(PROVIDED MATERIAL)

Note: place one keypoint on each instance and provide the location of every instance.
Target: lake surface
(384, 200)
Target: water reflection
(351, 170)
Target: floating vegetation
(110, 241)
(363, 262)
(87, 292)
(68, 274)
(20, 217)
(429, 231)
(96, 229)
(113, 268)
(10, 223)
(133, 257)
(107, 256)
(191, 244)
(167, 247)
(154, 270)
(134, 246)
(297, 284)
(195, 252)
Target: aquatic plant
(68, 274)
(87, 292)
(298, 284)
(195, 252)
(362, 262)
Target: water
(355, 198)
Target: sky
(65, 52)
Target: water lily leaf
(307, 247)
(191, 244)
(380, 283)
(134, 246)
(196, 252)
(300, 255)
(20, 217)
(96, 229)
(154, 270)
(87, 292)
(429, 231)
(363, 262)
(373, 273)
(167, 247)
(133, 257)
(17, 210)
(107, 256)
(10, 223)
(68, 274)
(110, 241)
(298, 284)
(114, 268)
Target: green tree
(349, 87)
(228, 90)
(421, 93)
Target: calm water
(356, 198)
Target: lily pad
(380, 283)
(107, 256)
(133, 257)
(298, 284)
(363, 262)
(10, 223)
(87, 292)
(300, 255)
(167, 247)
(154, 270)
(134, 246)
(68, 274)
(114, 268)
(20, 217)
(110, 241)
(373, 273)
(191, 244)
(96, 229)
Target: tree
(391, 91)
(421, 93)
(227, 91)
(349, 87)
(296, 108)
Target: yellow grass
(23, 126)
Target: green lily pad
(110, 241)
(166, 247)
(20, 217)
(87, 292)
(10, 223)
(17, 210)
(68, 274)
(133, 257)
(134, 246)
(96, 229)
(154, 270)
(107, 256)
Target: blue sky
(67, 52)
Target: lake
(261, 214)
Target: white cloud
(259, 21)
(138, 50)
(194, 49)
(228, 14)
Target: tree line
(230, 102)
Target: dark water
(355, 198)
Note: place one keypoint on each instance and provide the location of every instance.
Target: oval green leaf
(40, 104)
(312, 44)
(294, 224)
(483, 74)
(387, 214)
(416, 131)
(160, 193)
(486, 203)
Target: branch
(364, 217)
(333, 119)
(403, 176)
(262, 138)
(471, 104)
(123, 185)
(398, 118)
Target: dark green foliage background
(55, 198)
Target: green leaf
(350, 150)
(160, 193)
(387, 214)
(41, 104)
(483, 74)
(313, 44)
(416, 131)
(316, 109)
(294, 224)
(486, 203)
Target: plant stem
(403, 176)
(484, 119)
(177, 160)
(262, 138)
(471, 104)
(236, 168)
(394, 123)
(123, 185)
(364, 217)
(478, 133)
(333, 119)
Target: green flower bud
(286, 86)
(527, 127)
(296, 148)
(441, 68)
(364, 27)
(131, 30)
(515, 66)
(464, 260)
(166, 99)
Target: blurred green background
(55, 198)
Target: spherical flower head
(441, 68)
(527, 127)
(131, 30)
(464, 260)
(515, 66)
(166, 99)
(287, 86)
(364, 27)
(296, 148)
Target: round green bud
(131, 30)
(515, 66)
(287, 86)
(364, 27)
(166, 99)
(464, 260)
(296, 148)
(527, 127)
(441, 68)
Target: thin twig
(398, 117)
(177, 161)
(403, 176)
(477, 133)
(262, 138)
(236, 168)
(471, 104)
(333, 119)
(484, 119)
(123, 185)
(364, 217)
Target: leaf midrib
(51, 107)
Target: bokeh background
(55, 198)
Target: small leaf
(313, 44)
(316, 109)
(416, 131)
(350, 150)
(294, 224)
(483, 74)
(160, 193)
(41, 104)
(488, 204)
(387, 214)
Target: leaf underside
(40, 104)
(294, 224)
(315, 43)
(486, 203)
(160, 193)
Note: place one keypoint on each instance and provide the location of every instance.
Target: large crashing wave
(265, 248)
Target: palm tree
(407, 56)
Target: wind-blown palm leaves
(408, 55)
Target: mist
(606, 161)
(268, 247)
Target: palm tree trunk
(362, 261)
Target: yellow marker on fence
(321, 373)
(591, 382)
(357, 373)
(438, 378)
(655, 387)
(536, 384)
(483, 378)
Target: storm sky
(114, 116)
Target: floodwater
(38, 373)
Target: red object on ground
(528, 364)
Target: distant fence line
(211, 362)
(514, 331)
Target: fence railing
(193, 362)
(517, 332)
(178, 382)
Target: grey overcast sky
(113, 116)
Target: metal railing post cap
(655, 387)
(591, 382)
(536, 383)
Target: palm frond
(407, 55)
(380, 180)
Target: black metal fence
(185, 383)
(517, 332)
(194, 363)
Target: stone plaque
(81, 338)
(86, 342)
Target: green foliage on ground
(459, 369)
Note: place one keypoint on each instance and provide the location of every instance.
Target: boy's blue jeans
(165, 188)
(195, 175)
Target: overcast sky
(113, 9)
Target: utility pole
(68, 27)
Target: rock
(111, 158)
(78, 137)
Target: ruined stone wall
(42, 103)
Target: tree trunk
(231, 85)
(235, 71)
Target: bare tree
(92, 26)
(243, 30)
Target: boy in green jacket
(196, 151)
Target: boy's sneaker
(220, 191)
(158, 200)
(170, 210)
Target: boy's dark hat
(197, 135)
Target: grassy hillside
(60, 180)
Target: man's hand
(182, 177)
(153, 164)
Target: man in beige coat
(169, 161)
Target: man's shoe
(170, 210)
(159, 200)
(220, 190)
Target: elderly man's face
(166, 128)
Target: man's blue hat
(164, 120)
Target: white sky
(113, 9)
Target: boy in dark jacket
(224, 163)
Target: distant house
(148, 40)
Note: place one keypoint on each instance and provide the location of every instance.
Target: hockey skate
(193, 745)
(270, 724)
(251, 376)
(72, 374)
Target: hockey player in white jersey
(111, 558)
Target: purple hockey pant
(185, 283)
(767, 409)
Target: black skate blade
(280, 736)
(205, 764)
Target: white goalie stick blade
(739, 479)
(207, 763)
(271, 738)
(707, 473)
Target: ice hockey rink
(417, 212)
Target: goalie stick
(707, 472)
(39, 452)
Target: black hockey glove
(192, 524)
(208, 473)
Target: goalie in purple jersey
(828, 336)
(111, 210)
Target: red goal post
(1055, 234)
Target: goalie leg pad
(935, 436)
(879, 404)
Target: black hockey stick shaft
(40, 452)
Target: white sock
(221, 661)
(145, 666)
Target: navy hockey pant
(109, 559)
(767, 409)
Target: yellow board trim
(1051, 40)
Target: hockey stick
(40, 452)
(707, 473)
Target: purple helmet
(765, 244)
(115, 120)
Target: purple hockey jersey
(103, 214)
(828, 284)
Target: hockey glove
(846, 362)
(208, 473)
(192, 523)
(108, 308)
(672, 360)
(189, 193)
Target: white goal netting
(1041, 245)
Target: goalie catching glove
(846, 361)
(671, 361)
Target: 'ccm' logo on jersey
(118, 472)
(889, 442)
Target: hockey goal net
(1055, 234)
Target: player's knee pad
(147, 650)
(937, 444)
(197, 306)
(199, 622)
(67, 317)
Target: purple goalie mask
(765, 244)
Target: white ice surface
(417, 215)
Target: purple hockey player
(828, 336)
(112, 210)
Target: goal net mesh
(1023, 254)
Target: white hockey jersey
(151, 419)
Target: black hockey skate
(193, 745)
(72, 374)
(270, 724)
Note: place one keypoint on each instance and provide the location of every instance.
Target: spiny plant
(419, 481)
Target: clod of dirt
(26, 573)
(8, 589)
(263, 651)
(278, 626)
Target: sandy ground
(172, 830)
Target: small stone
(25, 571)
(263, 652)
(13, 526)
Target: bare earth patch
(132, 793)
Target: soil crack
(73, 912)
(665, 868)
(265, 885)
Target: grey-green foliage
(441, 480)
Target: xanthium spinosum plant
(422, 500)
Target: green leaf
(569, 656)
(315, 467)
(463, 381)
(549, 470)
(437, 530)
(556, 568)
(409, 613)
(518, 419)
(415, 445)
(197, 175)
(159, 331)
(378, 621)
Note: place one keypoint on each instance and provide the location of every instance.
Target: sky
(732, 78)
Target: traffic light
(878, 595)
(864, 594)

(End PROVIDED MATERIAL)

*INSTRUCTIONS TO FOLLOW:* The requested output is the line holding "Target: hockey goal net" and every line after it up to the last line of the listing, exactly, with nothing else.

*WRITTEN RESPONSE:*
Target: hockey goal net
(1055, 234)
Target: player's knee pad
(147, 650)
(937, 444)
(197, 306)
(199, 622)
(67, 317)
Target: purple goalie mask
(765, 244)
Target: white ice surface
(417, 215)
Target: purple hockey player
(828, 336)
(112, 210)
Target: goal net mesh
(1023, 254)
Target: white hockey jersey
(151, 419)
Target: black hockey skate
(193, 745)
(72, 374)
(270, 724)
Note: place one keypoint on each instance and provide the location of every instance.
Target: spiny plant
(419, 481)
Target: clod of dirt
(26, 573)
(8, 589)
(263, 651)
(278, 626)
Target: sandy ground
(172, 830)
Target: small stone
(25, 571)
(263, 652)
(13, 526)
Target: bare earth patch
(132, 793)
Target: soil crack
(73, 912)
(665, 868)
(265, 885)
Target: grey-green foliage
(441, 480)
Target: xanthium spinosum plant
(422, 500)
Target: green leaf
(569, 656)
(315, 467)
(463, 381)
(549, 470)
(437, 530)
(556, 568)
(409, 613)
(518, 419)
(415, 445)
(197, 175)
(159, 331)
(378, 621)
Note: place one keypoint on each instance and provide the location of every instance.
Target: sky
(732, 78)
Target: traffic light
(878, 595)
(864, 594)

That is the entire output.